WHAT IS BEING ASKED: Every line must be returned precisely as it is written.

[Pointing and labeling entries]
----

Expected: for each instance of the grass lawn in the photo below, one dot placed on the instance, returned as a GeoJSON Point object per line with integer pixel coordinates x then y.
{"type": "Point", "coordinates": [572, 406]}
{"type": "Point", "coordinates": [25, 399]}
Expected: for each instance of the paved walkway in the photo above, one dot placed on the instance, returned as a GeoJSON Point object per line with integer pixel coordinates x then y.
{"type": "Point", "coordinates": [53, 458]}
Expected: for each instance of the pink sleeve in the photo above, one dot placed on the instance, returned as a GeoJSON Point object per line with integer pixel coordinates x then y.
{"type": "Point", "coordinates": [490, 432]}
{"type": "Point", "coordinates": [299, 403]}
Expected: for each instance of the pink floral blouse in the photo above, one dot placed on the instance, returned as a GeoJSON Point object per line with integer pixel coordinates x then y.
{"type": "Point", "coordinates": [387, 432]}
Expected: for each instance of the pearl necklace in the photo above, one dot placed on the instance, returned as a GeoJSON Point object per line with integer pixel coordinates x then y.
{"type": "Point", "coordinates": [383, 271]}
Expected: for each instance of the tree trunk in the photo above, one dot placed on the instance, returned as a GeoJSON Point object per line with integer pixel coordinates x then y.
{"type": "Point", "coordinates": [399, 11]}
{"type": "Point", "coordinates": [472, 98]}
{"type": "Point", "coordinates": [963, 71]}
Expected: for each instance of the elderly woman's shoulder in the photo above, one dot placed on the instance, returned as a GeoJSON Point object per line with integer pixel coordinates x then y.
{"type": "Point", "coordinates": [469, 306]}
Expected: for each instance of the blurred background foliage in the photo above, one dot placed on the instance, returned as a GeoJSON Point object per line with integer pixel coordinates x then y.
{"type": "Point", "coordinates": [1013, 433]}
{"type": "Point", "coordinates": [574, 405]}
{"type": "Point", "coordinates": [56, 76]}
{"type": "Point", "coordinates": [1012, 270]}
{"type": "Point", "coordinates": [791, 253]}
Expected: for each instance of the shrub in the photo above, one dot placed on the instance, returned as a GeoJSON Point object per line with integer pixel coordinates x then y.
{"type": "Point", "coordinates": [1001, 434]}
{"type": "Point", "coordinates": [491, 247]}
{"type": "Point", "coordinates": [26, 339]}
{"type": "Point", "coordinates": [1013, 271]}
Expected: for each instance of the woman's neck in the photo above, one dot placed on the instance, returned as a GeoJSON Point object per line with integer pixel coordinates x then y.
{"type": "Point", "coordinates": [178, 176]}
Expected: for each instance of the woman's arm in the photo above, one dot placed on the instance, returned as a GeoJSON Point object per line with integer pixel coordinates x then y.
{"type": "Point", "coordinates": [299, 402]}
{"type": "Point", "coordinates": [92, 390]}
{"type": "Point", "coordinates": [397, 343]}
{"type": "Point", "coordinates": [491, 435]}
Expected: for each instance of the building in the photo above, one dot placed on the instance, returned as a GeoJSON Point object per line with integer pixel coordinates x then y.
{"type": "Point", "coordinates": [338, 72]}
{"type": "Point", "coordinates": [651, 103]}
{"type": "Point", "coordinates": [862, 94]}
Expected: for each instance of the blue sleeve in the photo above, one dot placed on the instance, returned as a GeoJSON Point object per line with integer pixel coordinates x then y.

----

ANSWER IN FULL:
Expected: for each instance of the grass lawn in the photo below, one dot placed on the instance, returned as a GeoJSON Point object per line with integer pixel coordinates x then y.
{"type": "Point", "coordinates": [572, 406]}
{"type": "Point", "coordinates": [25, 399]}
Expected: for each instance of the paved walkway in the photo above, one dot placed on the instance, returned as a GeoJSON Point object per line with integer pixel coordinates x then y.
{"type": "Point", "coordinates": [53, 458]}
Expected: for each instance of the pink sleeve in the photo above, one dot placed on the instance, returned as a GeoJSON Point object per line with integer pixel coordinates x then y.
{"type": "Point", "coordinates": [490, 432]}
{"type": "Point", "coordinates": [299, 403]}
Expected: for each instance of the pink floral blouse in the photo above, one dot placed on the instance, returned as a GeoJSON Point object per line with integer pixel coordinates x then y.
{"type": "Point", "coordinates": [387, 432]}
Expected: for each instance of the pearl necklace in the photo above, one dot placed on the instance, returned as a GeoJSON Point object per line with integer pixel coordinates x then y.
{"type": "Point", "coordinates": [383, 271]}
Expected: for each instance of the tree trunk in the photo above, one dot placed on the instance, returned as a GeoJSON Point object per line with integer pixel coordinates x then y.
{"type": "Point", "coordinates": [399, 11]}
{"type": "Point", "coordinates": [472, 98]}
{"type": "Point", "coordinates": [963, 71]}
Expected: for each instance of the elderly woman's shoulder in the photo above, one dot placed on the instance, returned as a GeoJSON Point object per line with integer pixel coordinates x then y.
{"type": "Point", "coordinates": [469, 306]}
Expected: for each instance of the blurred background foliage in the photo above, one dot placed on the instance, returned as a GeoJSON Point object per line with integer pixel coordinates x then y.
{"type": "Point", "coordinates": [1013, 433]}
{"type": "Point", "coordinates": [574, 405]}
{"type": "Point", "coordinates": [56, 76]}
{"type": "Point", "coordinates": [1012, 270]}
{"type": "Point", "coordinates": [791, 253]}
Expected: for each instance of the shrub in the photo above, one dot placed on the instance, returned as a GeoJSON Point object per line with integer pixel coordinates x then y.
{"type": "Point", "coordinates": [1001, 434]}
{"type": "Point", "coordinates": [491, 247]}
{"type": "Point", "coordinates": [26, 339]}
{"type": "Point", "coordinates": [1013, 271]}
Expected: for each instance of the woman's neck in the photo above, one dot placed on the instance, returned as a GeoJSON Point object per line with integer pixel coordinates x then y.
{"type": "Point", "coordinates": [178, 176]}
Expected: for each instance of the woman's arm in the photo above, one dot placed on the instance, returned as a GeoJSON Point object per line with integer pixel coordinates x then y.
{"type": "Point", "coordinates": [299, 402]}
{"type": "Point", "coordinates": [92, 390]}
{"type": "Point", "coordinates": [397, 343]}
{"type": "Point", "coordinates": [491, 435]}
Expected: for each instance of the building in the photo above, one dot placed on the instance, returned as a GeoJSON Point object per line with integer pixel coordinates x then y.
{"type": "Point", "coordinates": [338, 72]}
{"type": "Point", "coordinates": [651, 103]}
{"type": "Point", "coordinates": [862, 94]}
Expected: for each instance of the blue sleeve in the photo above, one dot placed on the instance, returned as a GeoJSON Point object per line with integer pixel coordinates x then y.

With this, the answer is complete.